(Written instruction) Please gather each line in the records below that contains the word "objects" and copy those lines out unchanged.

(Excerpted data)
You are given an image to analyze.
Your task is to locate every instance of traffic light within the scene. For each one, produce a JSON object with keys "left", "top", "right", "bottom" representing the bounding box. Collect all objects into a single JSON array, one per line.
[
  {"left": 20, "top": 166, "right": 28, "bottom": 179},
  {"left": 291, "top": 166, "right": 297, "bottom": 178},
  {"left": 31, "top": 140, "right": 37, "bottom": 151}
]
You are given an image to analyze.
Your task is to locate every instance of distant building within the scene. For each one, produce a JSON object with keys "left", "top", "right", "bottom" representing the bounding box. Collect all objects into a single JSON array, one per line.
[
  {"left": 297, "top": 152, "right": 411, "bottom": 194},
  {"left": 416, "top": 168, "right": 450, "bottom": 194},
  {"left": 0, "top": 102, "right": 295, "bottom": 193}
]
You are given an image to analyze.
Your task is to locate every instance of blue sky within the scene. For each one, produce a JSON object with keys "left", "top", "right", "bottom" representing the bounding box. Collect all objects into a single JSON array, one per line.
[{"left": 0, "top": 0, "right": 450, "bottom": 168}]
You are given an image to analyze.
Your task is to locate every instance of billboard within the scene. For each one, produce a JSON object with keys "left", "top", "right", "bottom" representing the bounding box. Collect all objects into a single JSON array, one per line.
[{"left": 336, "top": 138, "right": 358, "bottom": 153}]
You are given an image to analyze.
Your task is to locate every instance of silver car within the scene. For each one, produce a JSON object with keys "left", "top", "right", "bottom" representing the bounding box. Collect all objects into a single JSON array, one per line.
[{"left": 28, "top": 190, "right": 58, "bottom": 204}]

(Finished exercise)
Your task is to locate every instance of traffic light within the scene. For each one, produce a JSON object with keys "left", "top", "right", "bottom" representing the bounding box. Collect all objects into a single JSON array, one per line.
Your task is to locate every instance of distant building within the scene. For each one, produce a JSON object with keys "left", "top", "right", "bottom" representing the bounding box. Collect all objects into a single JSON array, one per line.
Your task is to locate every instance of blue sky within the scene. For each one, produce a JSON object with keys "left", "top", "right", "bottom" representing the bounding box. Collect all objects into a single JSON array, one per line.
Your task is to locate every instance of billboard within the scene. For each one, produce a JSON object with keys "left", "top", "right", "bottom" representing the bounding box. Collect all objects into a single JSON array, one per line.
Your task is to locate every instance of silver car within the scene. For each one, produce a JSON object with keys "left", "top", "right", "bottom" representing the bounding box. Collect all objects into a single JSON array, one per line.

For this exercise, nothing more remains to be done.